▶ **INSTRUCTION**
Could every line of the data be printed exactly as it reads?

▶ **RECORDS TO USE**
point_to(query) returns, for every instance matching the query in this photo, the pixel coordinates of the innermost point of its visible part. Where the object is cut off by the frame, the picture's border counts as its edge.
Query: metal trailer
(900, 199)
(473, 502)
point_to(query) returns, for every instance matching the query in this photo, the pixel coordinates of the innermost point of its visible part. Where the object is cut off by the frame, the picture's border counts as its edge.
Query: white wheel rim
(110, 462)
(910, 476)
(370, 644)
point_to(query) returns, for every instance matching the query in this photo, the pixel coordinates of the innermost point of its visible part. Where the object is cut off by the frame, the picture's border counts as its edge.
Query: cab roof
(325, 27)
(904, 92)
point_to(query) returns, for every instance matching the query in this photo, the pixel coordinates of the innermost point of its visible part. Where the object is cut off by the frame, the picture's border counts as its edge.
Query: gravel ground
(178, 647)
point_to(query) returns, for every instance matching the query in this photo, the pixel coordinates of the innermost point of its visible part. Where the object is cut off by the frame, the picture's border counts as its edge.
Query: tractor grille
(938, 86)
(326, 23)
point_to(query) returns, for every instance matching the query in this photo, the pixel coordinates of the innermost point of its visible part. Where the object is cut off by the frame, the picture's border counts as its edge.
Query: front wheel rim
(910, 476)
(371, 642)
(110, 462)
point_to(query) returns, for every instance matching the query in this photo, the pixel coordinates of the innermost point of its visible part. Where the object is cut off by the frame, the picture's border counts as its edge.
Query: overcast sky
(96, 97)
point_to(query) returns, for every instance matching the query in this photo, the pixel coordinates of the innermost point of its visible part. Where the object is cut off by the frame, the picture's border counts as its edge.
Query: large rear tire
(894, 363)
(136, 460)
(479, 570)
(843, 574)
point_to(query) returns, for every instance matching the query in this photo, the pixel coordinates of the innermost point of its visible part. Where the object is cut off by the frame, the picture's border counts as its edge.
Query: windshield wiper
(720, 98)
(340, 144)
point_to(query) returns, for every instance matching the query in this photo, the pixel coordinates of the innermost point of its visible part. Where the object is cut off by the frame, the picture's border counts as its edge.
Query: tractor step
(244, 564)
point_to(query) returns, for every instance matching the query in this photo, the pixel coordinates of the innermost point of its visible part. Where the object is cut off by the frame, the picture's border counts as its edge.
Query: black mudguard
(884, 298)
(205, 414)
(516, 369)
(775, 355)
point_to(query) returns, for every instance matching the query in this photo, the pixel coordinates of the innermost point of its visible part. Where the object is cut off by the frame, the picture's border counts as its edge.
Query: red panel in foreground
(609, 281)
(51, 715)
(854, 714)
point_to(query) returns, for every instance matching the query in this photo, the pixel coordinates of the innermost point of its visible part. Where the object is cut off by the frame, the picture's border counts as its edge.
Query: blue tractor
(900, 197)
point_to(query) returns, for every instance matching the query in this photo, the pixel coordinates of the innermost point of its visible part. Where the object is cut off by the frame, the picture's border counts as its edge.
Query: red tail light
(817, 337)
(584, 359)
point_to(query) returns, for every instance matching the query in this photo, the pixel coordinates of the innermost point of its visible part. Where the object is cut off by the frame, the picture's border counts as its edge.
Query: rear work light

▶ **OUTPUT BELOW**
point_to(query) returns, for every instance matching the query in this photo, the pixel coordinates of the innermost point of its visible part. Where the object is cut off by the frame, the picture's border counts as its edge.
Query: metal trailer
(900, 199)
(473, 502)
point_to(query) returns, for every instance matching the query in this photo, the pixel coordinates of the innermost point of its visible part. Where the object is cut off by the frame, the picture's border counts as its edge.
Query: white wheel rim
(110, 462)
(910, 476)
(370, 644)
point_to(query) returns, for every instance matching the query in this photo, the pixel coordinates of the innermost point of its visible part. Where the object is cut off by the frame, the picture's border counts as its edge.
Query: cab roof
(325, 27)
(904, 92)
point_to(query) returns, for every instance matching the query in this photo, the pixel coordinates of the innermost point of its visible part. Where the object is cut off by the frame, the picture's border counts as its edge.
Query: gravel ground
(178, 647)
point_to(query) returns, for every instance matching the query in this photo, the pixel coordinates of the innermost point of its visible part. Where the object is cut off by the frame, the picture's border counts as its edge.
Query: tractor grille
(938, 86)
(326, 23)
point_to(query) returns, for every instance matching the query in this photo, the pixel coordinates of the innermost point of its visible part. Where the object is cut off by the frame, the picture's border counts as its edge.
Query: front wheel rim
(910, 476)
(371, 642)
(110, 462)
point_to(query) returns, for every instance matching the query in this photo, the pixel coordinates of the innermost point of its visible part. Where the object is cut off by the frame, the picture's border counts as its edge.
Query: overcast sky
(96, 97)
point_to(query) returns, for every instance matching the query in this photo, the pixel coordinates of the innermost point of its visible part. Where the object is cut off by the frame, the picture's border counts as its edge.
Query: large rear tire
(894, 363)
(136, 460)
(479, 570)
(843, 574)
point_to(query) returns, for every instance matching the query in this photo, the pixel coordinates of the innermost point of its visible part. Where the object is cut off by the frame, the picture's border counts as its edge.
Query: windshield wiper
(720, 98)
(340, 144)
point_to(query) returns, for every instance matching the query in this photo, the pixel coordinates of the innermost point of its visible part. Where the object is cut off by the frame, the picture's border counts as its edge.
Query: tractor step
(244, 564)
point_to(query) returns, for every instance matching the query in this photo, the pixel coordinates of the innermost point of its visible part. Where the object is cut off by the frame, the picture's border counts as its edge.
Query: black mudguard
(884, 298)
(205, 414)
(516, 369)
(775, 355)
point_to(query) returns, for every instance matching the query in this photo, the pixel coordinates of the innermost point of its visible part. Where the object is cut off by the frame, the picture's border counts as its edge.
Query: red panel in foreground
(609, 281)
(51, 715)
(854, 714)
point_to(query) returns, for every instance matching the query in this photo, the pixel coordinates of the innermost point of its visible part. Where the object is cut off by the frame, the picture's border counts as its edge.
Query: blue tractor
(900, 197)
point_to(query) returns, for every instance matching the query in this photo, the pixel coordinates of the innermost point of its visible part. Where the object is cut off by the frame, the picture's border counts as its edge.
Query: red tail light
(817, 337)
(584, 359)
point_to(query) returns, for every instance matching the query in this photo, the pixel coordinates of the innermost point of its visible part. Where the object is cut off by the frame, the picture's border counts as its edge.
Query: rear work light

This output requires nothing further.